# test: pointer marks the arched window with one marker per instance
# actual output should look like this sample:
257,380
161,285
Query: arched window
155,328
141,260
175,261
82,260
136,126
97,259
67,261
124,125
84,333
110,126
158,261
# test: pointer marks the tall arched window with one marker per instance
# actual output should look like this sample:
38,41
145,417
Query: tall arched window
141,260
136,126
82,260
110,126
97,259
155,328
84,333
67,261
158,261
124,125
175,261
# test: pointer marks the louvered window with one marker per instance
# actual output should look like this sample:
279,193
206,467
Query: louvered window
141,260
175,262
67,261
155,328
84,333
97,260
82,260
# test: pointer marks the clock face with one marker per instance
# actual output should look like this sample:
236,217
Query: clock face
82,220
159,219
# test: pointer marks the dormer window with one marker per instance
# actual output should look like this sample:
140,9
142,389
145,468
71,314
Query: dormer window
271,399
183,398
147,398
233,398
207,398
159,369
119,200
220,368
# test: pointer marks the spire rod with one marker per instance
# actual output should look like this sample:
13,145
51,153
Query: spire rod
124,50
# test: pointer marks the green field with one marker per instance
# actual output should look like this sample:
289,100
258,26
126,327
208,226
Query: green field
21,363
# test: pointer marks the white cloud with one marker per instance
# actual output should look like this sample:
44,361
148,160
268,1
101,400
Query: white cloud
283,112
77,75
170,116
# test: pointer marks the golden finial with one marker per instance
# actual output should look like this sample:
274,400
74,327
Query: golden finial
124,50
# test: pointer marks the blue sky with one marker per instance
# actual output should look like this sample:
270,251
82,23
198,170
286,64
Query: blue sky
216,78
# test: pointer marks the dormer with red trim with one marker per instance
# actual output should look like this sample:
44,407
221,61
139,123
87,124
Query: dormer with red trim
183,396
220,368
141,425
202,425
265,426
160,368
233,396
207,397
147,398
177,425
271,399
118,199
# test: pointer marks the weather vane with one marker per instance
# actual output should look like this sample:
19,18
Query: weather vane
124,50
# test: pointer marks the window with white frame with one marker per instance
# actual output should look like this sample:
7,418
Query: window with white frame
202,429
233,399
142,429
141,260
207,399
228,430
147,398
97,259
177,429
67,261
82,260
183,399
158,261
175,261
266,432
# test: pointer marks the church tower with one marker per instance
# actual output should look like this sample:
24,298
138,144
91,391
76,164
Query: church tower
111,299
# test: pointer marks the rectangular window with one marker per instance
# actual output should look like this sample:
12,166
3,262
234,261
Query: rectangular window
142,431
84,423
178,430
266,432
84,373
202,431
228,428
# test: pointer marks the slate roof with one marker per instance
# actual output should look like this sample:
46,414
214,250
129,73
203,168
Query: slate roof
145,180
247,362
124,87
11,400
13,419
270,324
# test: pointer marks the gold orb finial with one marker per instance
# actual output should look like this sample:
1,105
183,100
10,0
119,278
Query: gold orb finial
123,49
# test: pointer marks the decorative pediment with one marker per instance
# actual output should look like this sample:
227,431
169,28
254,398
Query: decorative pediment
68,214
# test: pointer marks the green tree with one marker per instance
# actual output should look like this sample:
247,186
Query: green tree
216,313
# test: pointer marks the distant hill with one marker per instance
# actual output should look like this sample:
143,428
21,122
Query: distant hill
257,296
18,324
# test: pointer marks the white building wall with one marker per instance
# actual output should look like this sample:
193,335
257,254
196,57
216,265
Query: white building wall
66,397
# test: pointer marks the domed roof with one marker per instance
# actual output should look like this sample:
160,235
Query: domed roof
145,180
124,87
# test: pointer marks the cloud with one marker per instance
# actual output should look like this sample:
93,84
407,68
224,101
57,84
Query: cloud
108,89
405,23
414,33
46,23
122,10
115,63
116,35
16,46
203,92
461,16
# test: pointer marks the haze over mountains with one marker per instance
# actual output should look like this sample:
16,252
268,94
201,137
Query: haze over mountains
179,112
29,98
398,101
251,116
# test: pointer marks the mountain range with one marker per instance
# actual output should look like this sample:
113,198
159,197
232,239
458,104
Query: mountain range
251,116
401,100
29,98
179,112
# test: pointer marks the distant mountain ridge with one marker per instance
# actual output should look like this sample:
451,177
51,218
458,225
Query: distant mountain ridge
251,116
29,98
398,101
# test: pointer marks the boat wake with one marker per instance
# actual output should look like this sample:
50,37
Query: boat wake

◆ **What this task involves**:
Repeat the data precisely, reproducing every entry.

◆ **Output for this exercise**:
# test: pointer marks the arched window with one marker per instance
# actual output should look like this sample:
257,380
161,285
Query: arched window
155,328
141,260
175,261
82,260
136,126
97,259
67,261
124,125
84,333
110,126
158,261
# test: pointer marks the tall arched window with one marker per instance
# actual output should look like this sample:
38,41
145,417
Query: tall arched window
141,260
136,126
82,260
110,126
97,259
155,328
84,333
67,261
158,261
124,125
175,261
# test: pointer marks the louvered window with one marker per instance
# actual output should look like this sample:
279,193
206,467
Query: louvered window
141,260
175,262
67,261
155,328
84,333
97,260
82,260
# test: pointer marks the clock face with one marker per instance
# actual output should look like this sample:
236,217
Query: clock face
82,220
159,219
# test: pointer marks the dormer window with one marker per instance
# actual output should look like this sample:
140,9
142,389
145,468
71,314
Query: dormer window
271,399
183,398
147,398
233,398
207,398
159,369
119,200
220,368
# test: pointer marks the spire rod with one marker per instance
# actual output should look like this sample:
13,145
51,153
Query: spire rod
124,50
# test: pointer marks the green field with one marker per instance
# actual output should look like this sample:
289,100
258,26
126,327
208,226
Query: green field
21,363
# test: pointer marks the white cloud with one marker per instance
# actual output should look like this sample:
44,361
148,160
268,1
101,400
Query: white cloud
283,112
77,75
170,116
# test: pointer marks the golden finial with one marker per instance
# actual output should look like this sample:
274,400
74,327
Query: golden finial
124,50
# test: pointer marks the blue sky with one marker per instance
# actual output should look like this sample:
270,251
82,23
198,170
286,64
Query: blue sky
216,78
# test: pointer marks the dormer with red trim with one marker per instance
# actual output should look like this sample:
44,407
221,61
139,123
87,124
Query: dormer with red trim
183,396
220,368
141,425
202,425
265,426
160,368
233,396
207,397
147,398
177,425
271,399
118,199
# test: pointer marks the weather vane with one marker per instance
# actual output should look like this sample:
19,18
Query: weather vane
124,50
# test: pointer marks the window with white frame with one marker per instance
# actual output should look like this sample:
7,418
Query: window with white frame
202,429
233,399
142,429
141,260
207,399
228,430
147,398
97,259
177,429
67,261
82,260
183,399
158,261
175,261
266,432
# test: pointer marks the church tower with one marker per instance
# actual output should look like this sample:
24,298
138,144
91,391
76,164
Query: church tower
111,299
# test: pointer marks the rectangular window with one marker per instance
# actual output should look like this sample:
12,166
3,262
234,261
Query: rectangular window
142,431
84,423
178,430
266,432
84,373
202,431
228,428
# test: pointer marks the slate roof with one marker per instance
# actual output should look like this sample:
46,414
214,250
129,73
203,168
Query: slate roof
145,180
247,362
124,87
11,400
13,419
270,324
# test: pointer marks the gold orb finial with one marker per instance
# actual output should look like this sample:
1,105
183,100
10,0
119,278
Query: gold orb finial
123,49
# test: pointer marks the decorative pediment with one marker per instance
# actual output should look like this sample:
227,431
169,28
254,398
Query: decorative pediment
68,214
# test: pointer marks the green tree with one marker per instance
# actual output should look like this sample:
247,186
Query: green tree
216,313
# test: pointer marks the distant hill with one marker per instance
# actual output should look like this sample:
143,428
21,122
Query: distant hill
257,296
18,324
# test: pointer marks the white building wall with one marker per instance
# actual output should look like this sample:
193,335
257,254
196,57
216,265
Query: white building wall
66,397
# test: pointer marks the domed roof with one marker per instance
# actual output should look like this sample:
160,235
Query: domed roof
145,180
124,87
# test: pointer marks the cloud with one marker per instance
# actual output should look like this sample:
93,84
407,68
224,101
57,84
Query: cloud
108,89
405,23
414,33
46,23
122,10
115,63
116,35
16,46
203,92
461,16
# test: pointer marks the haze over mountains with one marker per instance
# actual output should look like this sample:
16,252
268,94
201,137
Query: haze over mountains
179,112
29,98
398,101
251,116
# test: pointer marks the mountain range with one marker per instance
# actual output should look like this sample:
113,198
159,197
232,239
458,104
Query: mountain range
251,116
401,100
29,98
179,112
# test: pointer marks the distant mountain ridge with one marker per instance
# actual output should look like this sample:
451,177
51,218
458,225
Query: distant mountain ridge
251,116
29,98
398,101
# test: pointer marks the boat wake with one marker per instance
# actual output should look like this sample:
50,37
Query: boat wake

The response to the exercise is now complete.